— START EXTRACTED INFORMATION —
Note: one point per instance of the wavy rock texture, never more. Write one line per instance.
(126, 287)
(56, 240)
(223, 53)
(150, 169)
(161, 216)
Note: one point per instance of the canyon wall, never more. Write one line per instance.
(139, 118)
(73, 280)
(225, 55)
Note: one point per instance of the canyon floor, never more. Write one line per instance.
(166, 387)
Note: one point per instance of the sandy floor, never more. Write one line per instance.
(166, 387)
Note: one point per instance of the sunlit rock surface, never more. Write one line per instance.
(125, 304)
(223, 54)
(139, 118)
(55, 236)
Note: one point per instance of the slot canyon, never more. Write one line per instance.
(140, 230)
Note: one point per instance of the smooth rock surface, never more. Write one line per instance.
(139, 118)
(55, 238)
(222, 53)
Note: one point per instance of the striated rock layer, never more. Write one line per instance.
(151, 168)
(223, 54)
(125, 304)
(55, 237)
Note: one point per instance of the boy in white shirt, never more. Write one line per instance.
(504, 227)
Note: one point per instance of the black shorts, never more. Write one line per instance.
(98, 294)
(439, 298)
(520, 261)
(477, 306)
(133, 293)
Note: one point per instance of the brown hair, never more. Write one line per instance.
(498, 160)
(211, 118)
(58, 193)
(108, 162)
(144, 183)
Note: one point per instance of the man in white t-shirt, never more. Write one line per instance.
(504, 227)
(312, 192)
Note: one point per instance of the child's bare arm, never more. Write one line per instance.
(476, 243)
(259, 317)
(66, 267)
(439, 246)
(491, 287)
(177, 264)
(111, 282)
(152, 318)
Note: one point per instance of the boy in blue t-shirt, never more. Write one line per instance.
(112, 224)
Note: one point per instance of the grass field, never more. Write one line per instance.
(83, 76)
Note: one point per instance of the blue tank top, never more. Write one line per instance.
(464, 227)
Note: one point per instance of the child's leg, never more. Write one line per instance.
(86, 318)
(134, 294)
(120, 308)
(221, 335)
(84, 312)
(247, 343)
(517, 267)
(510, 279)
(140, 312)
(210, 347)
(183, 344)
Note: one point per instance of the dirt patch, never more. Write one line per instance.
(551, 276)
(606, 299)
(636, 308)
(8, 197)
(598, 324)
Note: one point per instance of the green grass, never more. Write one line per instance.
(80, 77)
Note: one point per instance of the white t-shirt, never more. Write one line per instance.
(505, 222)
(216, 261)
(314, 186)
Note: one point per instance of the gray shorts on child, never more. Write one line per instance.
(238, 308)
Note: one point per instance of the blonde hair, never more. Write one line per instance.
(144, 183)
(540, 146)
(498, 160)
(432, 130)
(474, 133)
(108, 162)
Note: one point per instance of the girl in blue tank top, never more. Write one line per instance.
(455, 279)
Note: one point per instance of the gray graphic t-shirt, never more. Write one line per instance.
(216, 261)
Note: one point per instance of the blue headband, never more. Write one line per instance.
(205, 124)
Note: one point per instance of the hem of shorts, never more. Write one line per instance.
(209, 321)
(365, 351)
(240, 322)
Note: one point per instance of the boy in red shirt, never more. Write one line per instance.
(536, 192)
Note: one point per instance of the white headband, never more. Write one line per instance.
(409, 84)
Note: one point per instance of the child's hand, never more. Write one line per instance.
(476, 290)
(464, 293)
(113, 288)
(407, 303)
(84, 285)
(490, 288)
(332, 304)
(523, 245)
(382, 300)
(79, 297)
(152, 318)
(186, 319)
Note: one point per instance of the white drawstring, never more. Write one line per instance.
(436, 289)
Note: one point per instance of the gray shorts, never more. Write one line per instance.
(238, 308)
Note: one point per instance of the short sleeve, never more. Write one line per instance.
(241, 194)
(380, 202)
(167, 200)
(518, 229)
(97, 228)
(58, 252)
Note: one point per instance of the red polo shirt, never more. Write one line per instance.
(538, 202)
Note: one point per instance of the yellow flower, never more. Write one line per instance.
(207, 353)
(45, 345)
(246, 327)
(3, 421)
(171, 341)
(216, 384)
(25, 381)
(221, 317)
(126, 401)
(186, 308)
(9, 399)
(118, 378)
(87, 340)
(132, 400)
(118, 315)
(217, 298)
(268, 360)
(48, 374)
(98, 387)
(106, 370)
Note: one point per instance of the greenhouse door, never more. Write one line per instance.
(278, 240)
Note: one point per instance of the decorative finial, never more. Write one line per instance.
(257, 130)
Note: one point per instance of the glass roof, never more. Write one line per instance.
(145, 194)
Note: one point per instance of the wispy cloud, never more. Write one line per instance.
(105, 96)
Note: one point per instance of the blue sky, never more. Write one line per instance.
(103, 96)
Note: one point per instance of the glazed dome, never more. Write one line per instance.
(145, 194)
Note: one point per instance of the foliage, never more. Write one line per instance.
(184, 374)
— END EXTRACTED INFORMATION —
TASK GOAL:
Return each line of the records above exactly as it reads.

THE RESULT:
Note: one point per instance of the wavy rock texture, never more. Write one line per instance.
(126, 287)
(56, 240)
(223, 53)
(150, 169)
(161, 216)
Note: one point per instance of the canyon wall, never more. Write one line per instance.
(139, 118)
(73, 280)
(225, 55)
Note: one point per instance of the canyon floor, never more. Write one line per instance.
(166, 387)
Note: one point per instance of the sandy floor, never more. Write one line per instance.
(166, 387)
Note: one point per instance of the sunlit rock surface, never more. Write one line per instance.
(125, 304)
(223, 54)
(139, 118)
(55, 236)
Note: one point per instance of the slot canyon, never more. Write one line per instance.
(140, 230)
Note: one point per instance of the smooth rock surface, never more. Write one line per instance.
(139, 118)
(55, 238)
(222, 53)
Note: one point per instance of the striated rock layer, never more. Write one line per instance.
(151, 168)
(223, 54)
(125, 304)
(55, 237)
Note: one point per instance of the boy in white shirt, never more. Write one line per instance.
(504, 227)
Note: one point per instance of the black shorts, never more. Write one line per instance.
(98, 294)
(439, 298)
(520, 261)
(477, 306)
(133, 293)
Note: one point per instance of the brown hair, never more. Write one line per instance.
(498, 160)
(211, 118)
(58, 193)
(108, 162)
(144, 183)
Note: one point per instance of the man in white t-shirt, never more. Write one line per instance.
(504, 227)
(312, 192)
Note: one point per instance of the child's bare arm, never more. Write one line per instance.
(476, 243)
(259, 317)
(66, 267)
(439, 246)
(491, 287)
(177, 264)
(111, 282)
(152, 318)
Note: one point per instance of the boy in blue t-shirt, never more. Write one line per instance.
(112, 224)
Note: one point per instance of the grass field, never more. Write one line per instance.
(83, 76)
Note: one point per instance of the blue tank top, never more. Write one line per instance.
(464, 227)
Note: one point per instance of the child's leg, never more. Write one line per instance.
(86, 318)
(134, 294)
(120, 308)
(221, 335)
(84, 312)
(247, 343)
(517, 267)
(510, 279)
(140, 312)
(210, 347)
(183, 344)
Note: one point per instance of the dirt patch, never more. Write one line per instance.
(551, 276)
(606, 299)
(636, 308)
(8, 197)
(598, 324)
Note: one point per instance of the green grass, never more. Write one line per instance.
(80, 77)
Note: one point per instance of the white t-shirt, never more. Write one line per instance.
(505, 222)
(216, 261)
(314, 186)
Note: one point per instance of the gray shorts on child, never more. Write one line per instance.
(238, 308)
Note: one point per instance of the blonde hair, never more. Write one line per instance.
(144, 183)
(540, 146)
(498, 160)
(432, 130)
(474, 133)
(108, 162)
Note: one point per instance of the girl in blue tank top, never more. Write one line per instance.
(455, 279)
Note: one point per instance of the gray graphic t-shirt, never more. Write one line per instance.
(216, 261)
Note: one point per instance of the blue headband, never more. Write one line per instance.
(205, 124)
Note: one point per instance of the hem of shorts, never more. Write one line per instance.
(209, 321)
(365, 351)
(240, 322)
Note: one point per instance of the boy in red shirt, never more. Write one line per instance.
(536, 192)
Note: one point per instance of the white headband, never more. Write one line per instance.
(409, 84)
Note: one point per instance of the child's hand, never more. Write one line per instance.
(476, 290)
(464, 293)
(113, 288)
(407, 303)
(84, 285)
(490, 288)
(332, 304)
(523, 245)
(382, 300)
(79, 297)
(152, 318)
(186, 319)
Note: one point per instance of the white drawstring, never more. Write one line per instance.
(436, 289)
Note: one point per instance of the gray shorts, never more. Write one line per instance.
(238, 308)
Note: one point per instance of the short sleeve, never more. Write one line per instance.
(241, 194)
(380, 202)
(167, 200)
(518, 229)
(97, 228)
(58, 252)
Note: one point per instance of the red polo shirt, never more. Write one line per instance.
(538, 202)
Note: one point per instance of the yellow flower, never more. Write one line per instance.
(207, 353)
(45, 345)
(246, 327)
(3, 421)
(171, 341)
(216, 384)
(25, 381)
(221, 317)
(126, 401)
(186, 308)
(9, 399)
(118, 378)
(87, 340)
(132, 400)
(118, 315)
(217, 298)
(268, 360)
(48, 374)
(98, 387)
(106, 370)
Note: one point per instance of the greenhouse door, never more. Write one line per instance.
(278, 240)
Note: one point per instance of the decorative finial, never more. Write one line per instance.
(257, 130)
Note: one point per instance of the glass roof, never more. Write one line per instance.
(145, 194)
Note: one point per instance of the wispy cloud, never more. Write one line per instance.
(105, 96)
Note: one point per instance of the blue sky, never more. Write one line per instance.
(103, 96)
Note: one point per instance of the glazed dome, never more. Write one line per instance.
(145, 194)
Note: one point per instance of the foliage, never more. Write one line per instance.
(184, 374)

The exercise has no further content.